:: EXERCISE DATA ::
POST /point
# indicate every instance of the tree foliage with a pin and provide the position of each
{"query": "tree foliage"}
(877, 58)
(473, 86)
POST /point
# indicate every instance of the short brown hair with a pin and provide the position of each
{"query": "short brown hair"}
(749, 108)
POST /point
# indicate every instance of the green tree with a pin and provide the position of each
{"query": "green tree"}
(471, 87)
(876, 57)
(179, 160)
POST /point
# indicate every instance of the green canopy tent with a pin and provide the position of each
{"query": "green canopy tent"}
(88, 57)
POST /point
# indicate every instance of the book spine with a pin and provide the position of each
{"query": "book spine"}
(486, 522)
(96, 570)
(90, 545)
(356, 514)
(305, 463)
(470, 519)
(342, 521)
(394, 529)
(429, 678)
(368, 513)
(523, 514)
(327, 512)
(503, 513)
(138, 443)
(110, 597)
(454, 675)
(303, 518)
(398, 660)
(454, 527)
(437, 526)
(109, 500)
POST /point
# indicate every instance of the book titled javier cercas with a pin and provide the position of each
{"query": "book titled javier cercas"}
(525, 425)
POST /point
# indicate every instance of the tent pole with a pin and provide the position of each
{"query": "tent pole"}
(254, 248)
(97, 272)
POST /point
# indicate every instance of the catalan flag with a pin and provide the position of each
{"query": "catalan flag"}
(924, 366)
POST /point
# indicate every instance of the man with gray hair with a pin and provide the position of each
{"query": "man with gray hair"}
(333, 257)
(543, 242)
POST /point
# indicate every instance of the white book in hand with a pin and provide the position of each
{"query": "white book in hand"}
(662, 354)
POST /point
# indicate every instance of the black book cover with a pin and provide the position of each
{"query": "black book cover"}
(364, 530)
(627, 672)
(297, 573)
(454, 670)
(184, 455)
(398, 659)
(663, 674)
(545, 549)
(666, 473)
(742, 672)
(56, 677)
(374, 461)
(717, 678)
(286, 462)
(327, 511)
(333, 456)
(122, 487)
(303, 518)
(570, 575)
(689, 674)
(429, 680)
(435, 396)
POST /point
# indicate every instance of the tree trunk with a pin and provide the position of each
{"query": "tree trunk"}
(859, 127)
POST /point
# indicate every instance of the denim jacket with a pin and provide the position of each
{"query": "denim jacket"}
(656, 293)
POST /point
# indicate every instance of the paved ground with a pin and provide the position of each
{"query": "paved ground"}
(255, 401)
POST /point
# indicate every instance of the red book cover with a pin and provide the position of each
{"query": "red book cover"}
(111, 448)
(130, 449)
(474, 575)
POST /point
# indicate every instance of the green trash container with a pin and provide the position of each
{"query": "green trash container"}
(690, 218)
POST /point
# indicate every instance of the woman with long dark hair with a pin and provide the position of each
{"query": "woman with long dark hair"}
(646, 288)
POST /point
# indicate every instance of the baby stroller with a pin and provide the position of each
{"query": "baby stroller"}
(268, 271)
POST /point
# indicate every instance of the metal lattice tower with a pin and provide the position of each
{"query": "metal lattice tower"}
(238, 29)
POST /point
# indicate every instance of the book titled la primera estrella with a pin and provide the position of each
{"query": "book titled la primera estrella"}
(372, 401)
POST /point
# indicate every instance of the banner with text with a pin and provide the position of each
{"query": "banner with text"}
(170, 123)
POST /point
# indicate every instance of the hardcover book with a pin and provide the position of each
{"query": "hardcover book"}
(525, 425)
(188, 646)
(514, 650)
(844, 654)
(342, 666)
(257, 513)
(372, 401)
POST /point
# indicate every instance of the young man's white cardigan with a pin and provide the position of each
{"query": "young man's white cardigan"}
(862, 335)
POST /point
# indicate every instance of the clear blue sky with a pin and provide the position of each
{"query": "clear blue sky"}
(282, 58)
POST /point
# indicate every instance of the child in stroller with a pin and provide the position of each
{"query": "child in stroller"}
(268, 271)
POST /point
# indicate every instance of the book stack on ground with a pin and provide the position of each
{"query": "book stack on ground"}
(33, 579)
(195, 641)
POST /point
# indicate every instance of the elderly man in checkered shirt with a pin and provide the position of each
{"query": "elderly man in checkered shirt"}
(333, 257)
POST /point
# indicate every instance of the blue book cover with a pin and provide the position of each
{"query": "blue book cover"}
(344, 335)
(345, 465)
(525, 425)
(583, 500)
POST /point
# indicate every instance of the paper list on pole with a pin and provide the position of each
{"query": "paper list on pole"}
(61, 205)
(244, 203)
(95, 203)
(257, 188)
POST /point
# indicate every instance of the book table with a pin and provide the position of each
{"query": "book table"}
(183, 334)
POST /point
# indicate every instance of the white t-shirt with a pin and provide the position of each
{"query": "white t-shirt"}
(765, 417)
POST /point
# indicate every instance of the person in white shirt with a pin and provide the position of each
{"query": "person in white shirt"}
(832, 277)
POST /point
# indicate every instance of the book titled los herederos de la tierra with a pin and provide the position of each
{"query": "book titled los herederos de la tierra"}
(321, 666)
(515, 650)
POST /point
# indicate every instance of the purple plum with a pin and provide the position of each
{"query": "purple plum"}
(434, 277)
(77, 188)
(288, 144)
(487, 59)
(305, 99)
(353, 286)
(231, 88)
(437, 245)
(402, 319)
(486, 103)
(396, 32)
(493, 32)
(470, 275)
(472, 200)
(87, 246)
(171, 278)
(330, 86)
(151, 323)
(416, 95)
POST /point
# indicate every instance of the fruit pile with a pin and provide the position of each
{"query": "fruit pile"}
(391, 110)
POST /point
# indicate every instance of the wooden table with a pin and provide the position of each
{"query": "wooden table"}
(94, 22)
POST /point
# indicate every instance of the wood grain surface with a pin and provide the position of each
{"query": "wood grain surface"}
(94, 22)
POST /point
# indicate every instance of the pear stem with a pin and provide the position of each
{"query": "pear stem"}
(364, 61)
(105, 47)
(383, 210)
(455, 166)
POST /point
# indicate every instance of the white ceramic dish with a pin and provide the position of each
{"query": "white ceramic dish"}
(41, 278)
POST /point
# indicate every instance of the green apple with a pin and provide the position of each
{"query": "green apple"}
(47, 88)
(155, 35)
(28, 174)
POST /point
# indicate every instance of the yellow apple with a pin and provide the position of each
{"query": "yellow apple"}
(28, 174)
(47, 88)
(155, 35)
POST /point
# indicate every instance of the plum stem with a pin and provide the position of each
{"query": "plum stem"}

:: TASK DIRECTIONS ::
Pull out every line of the items above that contains the word "container" and copy each such line unchanged.

:: ANSWER TO THE TASK ::
# indicate every instance of the green trash container with a pin and provide the position of each
{"query": "green trash container"}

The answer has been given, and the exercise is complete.